> [DATA SUPPLIED]
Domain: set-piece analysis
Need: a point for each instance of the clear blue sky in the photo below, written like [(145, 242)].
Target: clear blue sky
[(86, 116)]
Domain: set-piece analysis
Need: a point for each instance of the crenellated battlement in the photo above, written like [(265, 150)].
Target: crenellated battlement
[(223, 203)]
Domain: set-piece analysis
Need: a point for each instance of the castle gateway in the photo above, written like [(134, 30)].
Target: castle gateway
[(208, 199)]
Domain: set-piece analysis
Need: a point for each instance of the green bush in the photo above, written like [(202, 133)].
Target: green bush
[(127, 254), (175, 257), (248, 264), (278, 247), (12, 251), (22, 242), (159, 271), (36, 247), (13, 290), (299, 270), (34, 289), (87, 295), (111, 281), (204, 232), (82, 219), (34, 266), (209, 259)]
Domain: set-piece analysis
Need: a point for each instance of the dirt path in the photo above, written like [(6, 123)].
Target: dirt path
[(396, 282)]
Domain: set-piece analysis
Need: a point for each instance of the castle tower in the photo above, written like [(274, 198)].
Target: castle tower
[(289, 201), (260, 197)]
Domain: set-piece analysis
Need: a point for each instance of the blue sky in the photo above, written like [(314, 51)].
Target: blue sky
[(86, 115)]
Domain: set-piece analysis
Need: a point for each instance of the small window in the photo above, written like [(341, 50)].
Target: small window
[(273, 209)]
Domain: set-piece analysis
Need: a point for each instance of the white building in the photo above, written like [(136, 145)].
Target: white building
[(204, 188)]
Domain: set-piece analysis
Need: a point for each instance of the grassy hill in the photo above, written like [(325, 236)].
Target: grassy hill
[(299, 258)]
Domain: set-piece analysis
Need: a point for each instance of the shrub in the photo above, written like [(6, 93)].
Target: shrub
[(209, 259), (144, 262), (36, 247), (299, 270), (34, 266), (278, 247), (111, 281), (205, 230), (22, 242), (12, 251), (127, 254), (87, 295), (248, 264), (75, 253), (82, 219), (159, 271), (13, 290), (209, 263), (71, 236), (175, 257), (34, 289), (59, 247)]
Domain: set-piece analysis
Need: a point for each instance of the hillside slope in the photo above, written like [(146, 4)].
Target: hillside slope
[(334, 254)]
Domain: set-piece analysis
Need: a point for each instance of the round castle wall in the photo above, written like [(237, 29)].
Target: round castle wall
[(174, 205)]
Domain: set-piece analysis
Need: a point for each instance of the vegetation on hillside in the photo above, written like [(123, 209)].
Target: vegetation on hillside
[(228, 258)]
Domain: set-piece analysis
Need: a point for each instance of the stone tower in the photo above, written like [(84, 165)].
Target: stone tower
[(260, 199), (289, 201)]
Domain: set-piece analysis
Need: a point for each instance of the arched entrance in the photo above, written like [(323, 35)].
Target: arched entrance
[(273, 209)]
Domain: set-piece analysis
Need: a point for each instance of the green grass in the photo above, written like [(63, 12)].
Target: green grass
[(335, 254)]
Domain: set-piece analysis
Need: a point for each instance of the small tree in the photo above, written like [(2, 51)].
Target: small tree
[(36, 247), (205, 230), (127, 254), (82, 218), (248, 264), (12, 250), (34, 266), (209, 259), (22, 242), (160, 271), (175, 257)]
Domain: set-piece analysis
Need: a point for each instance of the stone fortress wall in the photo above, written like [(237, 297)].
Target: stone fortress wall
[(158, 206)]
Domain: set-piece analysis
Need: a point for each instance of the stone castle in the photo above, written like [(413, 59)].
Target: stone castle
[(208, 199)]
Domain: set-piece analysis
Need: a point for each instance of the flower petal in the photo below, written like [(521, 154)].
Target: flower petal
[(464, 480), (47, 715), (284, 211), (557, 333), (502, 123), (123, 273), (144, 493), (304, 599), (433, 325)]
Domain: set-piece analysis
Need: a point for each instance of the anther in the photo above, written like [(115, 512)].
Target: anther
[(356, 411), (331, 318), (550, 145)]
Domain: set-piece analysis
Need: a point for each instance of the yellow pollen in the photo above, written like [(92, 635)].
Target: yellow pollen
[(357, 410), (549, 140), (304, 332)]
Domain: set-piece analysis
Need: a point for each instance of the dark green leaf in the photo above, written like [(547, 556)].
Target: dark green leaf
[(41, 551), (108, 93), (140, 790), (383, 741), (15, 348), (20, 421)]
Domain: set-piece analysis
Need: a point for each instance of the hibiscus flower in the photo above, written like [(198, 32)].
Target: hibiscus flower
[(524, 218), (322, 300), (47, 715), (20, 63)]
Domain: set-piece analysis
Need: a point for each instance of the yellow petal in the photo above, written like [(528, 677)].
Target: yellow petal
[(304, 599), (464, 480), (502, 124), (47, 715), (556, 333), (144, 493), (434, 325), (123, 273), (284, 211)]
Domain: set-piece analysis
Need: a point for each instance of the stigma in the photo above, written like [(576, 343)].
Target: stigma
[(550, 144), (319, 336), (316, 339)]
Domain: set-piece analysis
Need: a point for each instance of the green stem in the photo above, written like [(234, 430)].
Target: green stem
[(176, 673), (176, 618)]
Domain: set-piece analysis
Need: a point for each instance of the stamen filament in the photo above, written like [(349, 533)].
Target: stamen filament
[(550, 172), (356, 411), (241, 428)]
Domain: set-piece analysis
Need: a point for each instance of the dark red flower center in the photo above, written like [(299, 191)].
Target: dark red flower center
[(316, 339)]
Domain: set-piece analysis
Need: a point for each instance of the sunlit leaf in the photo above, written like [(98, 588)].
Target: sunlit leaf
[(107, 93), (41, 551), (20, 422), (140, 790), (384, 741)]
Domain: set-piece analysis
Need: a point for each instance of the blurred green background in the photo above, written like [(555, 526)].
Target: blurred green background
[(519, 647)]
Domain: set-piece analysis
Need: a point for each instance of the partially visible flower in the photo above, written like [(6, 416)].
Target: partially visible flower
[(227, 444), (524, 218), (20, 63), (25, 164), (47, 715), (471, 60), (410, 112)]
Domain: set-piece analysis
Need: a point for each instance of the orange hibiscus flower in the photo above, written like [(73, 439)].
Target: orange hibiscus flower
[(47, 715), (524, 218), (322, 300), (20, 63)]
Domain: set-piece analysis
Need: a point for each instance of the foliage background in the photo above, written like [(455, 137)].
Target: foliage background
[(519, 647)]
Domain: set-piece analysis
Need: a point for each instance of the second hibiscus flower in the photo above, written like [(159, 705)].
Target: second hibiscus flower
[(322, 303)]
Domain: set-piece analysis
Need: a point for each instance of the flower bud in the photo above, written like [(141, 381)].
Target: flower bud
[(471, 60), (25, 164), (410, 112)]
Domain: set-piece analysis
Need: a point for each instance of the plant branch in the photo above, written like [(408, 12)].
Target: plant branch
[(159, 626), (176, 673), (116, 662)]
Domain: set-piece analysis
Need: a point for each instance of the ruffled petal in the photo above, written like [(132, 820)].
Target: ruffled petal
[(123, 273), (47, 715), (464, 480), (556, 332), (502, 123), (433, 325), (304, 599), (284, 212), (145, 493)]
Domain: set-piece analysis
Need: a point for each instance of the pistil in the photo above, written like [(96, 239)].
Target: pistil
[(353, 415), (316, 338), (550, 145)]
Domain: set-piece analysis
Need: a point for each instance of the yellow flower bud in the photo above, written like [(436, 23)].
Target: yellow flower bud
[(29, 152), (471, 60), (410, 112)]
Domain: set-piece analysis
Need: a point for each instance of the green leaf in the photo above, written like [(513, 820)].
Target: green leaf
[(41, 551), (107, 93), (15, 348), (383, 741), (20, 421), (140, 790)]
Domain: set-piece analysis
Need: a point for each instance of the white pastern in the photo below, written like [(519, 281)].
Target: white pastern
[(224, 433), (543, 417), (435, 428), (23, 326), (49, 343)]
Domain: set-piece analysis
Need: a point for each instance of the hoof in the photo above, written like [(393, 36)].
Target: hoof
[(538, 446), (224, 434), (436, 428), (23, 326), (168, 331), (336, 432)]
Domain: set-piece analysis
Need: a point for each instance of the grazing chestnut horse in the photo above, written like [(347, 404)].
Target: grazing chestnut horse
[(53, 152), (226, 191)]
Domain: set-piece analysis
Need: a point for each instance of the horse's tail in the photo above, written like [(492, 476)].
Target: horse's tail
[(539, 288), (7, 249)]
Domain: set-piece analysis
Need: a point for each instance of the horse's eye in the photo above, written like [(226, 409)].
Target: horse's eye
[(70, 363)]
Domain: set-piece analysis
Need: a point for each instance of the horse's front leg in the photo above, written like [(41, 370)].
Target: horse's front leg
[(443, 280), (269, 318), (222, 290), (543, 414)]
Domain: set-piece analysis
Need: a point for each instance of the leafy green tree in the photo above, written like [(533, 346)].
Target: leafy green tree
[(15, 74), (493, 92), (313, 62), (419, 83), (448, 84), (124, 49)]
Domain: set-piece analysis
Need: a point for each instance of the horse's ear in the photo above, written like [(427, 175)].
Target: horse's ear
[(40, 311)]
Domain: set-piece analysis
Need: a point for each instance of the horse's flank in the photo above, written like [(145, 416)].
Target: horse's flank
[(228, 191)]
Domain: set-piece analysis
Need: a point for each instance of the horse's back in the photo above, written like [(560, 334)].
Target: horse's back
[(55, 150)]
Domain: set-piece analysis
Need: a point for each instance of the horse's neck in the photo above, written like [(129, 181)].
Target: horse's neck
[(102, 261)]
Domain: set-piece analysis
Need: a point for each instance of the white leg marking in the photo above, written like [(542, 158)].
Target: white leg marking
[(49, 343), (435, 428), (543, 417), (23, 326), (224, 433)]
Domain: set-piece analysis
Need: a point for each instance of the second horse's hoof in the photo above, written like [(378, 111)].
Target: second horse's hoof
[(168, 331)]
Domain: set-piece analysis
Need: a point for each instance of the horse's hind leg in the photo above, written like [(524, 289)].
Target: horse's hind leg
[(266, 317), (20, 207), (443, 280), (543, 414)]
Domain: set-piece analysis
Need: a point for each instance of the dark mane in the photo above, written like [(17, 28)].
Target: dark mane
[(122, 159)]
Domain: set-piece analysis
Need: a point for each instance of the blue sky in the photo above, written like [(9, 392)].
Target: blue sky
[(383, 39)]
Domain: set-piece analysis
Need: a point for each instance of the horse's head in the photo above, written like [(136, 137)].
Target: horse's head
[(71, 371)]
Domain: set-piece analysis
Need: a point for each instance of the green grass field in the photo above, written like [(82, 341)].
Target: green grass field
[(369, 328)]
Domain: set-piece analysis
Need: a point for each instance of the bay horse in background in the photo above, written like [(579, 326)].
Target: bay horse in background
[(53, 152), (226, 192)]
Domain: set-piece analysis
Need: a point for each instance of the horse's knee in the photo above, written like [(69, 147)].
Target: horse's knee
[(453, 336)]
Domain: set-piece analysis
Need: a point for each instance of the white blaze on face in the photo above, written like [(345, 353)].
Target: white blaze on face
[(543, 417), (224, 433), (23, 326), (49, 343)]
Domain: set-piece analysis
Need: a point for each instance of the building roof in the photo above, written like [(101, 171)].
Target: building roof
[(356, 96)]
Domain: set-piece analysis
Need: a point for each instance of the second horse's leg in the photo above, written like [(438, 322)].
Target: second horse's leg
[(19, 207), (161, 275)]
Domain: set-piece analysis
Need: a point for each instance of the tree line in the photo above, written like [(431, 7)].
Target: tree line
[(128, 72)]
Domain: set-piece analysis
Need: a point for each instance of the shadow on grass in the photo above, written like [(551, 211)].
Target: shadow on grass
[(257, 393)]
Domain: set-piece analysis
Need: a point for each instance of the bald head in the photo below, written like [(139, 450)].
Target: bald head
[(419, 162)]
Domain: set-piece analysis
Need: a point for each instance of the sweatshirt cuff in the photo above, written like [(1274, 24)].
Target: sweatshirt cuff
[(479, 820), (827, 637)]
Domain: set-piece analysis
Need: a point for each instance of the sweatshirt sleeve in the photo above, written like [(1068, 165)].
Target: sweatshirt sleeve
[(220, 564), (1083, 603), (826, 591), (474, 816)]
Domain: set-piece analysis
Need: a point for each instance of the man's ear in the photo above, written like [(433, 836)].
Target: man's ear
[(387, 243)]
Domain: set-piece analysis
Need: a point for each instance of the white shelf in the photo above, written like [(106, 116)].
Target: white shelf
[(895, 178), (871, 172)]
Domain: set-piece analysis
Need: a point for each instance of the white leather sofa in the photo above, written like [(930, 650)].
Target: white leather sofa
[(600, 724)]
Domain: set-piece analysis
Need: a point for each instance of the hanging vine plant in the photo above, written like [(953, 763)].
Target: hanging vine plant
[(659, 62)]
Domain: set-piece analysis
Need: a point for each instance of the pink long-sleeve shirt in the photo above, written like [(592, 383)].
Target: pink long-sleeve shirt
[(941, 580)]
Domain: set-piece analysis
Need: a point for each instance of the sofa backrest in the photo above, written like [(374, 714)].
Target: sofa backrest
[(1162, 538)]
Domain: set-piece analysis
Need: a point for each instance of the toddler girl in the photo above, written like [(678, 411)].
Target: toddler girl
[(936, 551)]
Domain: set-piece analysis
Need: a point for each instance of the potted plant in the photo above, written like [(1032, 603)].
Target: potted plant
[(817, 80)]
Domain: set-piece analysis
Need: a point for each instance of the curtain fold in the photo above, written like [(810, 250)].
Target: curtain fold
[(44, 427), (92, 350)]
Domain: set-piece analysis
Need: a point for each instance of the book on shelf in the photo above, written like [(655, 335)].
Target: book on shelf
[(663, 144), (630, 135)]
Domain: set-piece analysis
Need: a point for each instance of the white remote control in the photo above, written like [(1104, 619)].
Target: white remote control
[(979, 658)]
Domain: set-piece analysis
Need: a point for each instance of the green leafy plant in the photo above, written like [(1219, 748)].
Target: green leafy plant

> [WHAT THIS TASK INVOLVES] Copy out precisely the lines from the line with "Target: shadow on grass" to the line with "Need: a point for each instance of the sweatshirt cuff" in the material above, including those two lines and omitting all the rest.

> [RESULT OF THE EXERCISE]
Target: shadow on grass
[(257, 393)]
Domain: set-piece analysis
Need: a point for each instance of the bald head in the photo below, written like [(139, 450)].
Target: bald head
[(419, 162)]
Domain: set-piece analysis
Need: a point for each instance of the sweatshirt cuff in the photo above, written like [(1274, 24)].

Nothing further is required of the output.